AIM 1
In the Cape Cod birding text, how many different bird species does the Massachusetts Audubon Society claim to have seen at Wellfleet Bay Wildlife Sanctuary?
AIM 2
Write a continuation of the Cape Cod birding text that starts right after its last sentence.

The Best of Cape Cod Birding

While the interior of Cape Cod is rich with cardinals, mockingbirds, goldfinches and woodpeckers, it’s the coastal variety that entice many a visitor here.  Shorebirds by the thousands, returning from their Arctic breeding grounds, stop along the Cape coast for much needed respite and food as they fatten up for their journey south. One of their favorite overnights is Wellfleet Bay Wildlife Sanctuary. The Massachusetts Audubon Society, who own and maintain the property, have claimed to have seen over 250 different species like oystercatchers, stilts, avocets, plovers, turnstones, and sandpipers.

SUPPLIED INFORMATION
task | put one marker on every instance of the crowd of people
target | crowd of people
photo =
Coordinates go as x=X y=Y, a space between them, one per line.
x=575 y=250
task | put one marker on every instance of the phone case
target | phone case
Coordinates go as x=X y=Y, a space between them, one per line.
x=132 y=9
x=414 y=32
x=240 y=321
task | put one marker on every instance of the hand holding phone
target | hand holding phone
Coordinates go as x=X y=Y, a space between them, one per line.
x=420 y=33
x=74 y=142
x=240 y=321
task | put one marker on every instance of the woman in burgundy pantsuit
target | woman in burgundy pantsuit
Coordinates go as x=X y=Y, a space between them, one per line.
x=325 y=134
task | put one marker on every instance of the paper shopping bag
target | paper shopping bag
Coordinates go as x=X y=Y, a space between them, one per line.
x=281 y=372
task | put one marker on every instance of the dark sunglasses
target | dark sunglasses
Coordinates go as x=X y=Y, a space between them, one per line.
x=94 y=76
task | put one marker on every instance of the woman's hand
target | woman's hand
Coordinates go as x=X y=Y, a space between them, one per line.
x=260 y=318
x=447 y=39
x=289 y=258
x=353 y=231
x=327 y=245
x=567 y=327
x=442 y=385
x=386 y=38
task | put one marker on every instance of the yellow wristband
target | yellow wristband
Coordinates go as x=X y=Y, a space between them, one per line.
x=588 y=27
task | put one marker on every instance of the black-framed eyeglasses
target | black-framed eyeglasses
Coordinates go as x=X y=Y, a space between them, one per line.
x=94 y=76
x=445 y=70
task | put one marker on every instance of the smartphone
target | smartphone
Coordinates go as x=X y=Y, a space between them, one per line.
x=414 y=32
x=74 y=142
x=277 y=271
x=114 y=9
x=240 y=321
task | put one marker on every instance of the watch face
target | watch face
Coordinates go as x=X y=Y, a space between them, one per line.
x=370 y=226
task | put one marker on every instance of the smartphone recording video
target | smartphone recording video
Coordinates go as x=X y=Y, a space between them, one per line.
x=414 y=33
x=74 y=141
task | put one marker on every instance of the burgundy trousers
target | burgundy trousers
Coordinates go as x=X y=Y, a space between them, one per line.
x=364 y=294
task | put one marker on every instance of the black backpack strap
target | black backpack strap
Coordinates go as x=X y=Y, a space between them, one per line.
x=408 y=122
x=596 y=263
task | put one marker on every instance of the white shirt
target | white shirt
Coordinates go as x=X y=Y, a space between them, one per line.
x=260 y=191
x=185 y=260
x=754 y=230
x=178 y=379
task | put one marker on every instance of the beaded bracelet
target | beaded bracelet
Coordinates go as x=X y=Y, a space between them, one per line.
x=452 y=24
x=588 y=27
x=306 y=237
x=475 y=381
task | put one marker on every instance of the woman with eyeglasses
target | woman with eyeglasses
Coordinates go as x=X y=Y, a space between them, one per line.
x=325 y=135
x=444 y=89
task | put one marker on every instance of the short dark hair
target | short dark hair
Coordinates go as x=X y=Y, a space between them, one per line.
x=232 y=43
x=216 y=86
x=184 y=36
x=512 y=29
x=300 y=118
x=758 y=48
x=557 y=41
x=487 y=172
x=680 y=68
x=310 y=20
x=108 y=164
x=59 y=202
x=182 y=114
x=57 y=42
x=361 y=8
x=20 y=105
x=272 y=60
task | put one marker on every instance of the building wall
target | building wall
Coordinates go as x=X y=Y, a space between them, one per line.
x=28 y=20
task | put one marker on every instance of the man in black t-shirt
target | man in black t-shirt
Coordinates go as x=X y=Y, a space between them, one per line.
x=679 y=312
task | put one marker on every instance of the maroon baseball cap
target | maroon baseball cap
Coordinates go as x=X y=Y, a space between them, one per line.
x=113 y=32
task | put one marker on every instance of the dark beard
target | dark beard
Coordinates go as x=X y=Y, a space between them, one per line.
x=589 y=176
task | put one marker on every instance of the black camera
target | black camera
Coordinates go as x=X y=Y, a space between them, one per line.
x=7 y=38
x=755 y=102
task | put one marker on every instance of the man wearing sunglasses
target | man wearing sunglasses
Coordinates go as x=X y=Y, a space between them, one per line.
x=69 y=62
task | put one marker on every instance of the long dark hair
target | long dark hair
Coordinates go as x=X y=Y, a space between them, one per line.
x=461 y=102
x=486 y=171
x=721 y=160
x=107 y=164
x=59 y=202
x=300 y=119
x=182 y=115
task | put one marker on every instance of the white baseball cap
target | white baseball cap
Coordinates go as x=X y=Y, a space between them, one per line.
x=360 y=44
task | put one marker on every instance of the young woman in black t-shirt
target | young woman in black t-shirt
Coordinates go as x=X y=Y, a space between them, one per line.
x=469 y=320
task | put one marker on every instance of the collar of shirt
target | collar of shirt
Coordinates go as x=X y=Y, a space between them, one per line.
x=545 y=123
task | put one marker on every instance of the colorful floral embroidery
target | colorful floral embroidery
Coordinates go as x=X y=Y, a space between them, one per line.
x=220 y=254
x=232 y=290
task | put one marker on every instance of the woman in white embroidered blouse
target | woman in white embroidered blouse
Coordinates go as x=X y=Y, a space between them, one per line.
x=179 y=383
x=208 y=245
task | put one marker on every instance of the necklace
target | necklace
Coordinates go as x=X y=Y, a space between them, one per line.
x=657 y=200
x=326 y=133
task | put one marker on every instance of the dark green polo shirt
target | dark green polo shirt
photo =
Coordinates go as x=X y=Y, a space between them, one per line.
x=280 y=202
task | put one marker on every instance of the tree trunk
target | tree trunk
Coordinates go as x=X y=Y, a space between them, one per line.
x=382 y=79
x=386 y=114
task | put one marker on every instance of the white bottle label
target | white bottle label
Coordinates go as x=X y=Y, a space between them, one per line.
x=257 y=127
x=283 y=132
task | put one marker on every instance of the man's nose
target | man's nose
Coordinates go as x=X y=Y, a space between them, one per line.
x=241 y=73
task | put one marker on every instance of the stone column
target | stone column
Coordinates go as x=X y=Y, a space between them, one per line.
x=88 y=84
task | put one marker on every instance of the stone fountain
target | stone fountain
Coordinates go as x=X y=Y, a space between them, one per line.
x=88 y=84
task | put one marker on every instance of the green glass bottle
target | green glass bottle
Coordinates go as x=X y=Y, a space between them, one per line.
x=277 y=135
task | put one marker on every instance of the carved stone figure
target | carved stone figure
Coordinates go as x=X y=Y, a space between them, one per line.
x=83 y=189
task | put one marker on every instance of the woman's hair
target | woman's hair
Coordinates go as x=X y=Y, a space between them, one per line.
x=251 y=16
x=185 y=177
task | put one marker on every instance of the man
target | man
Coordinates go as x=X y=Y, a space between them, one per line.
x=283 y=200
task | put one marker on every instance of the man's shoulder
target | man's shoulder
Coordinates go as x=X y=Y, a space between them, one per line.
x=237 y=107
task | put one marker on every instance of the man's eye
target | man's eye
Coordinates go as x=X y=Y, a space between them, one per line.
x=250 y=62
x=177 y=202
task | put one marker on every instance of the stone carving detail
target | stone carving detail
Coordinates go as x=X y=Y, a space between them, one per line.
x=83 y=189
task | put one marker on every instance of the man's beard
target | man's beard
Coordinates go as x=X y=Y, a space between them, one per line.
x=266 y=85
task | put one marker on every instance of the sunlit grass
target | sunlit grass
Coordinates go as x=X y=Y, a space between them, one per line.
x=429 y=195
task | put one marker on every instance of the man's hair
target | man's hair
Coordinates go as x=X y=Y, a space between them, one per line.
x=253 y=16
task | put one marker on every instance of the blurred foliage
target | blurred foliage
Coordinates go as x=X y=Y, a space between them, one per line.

ANSWER 1
Over 250 different species.

ANSWER 2
The Goose Pond Trail is a leisurely ramble though marsh, forest, ponds, and fields. At low tide, continue on the Try Island Trail to a boardwalk that leads to Cape Cod Bay.  Green herons and large goose-like brants are prevalent in the surrounding salty marsh.  Retrace your steps back to the Goose Pond Trail to reach Goose Pond. A bench overlooking the water is one of the most serene spots on the Cape. Northern hummingbirds fly in and out of the branches overhead forming a choir whose voices will soothe any man’s soul.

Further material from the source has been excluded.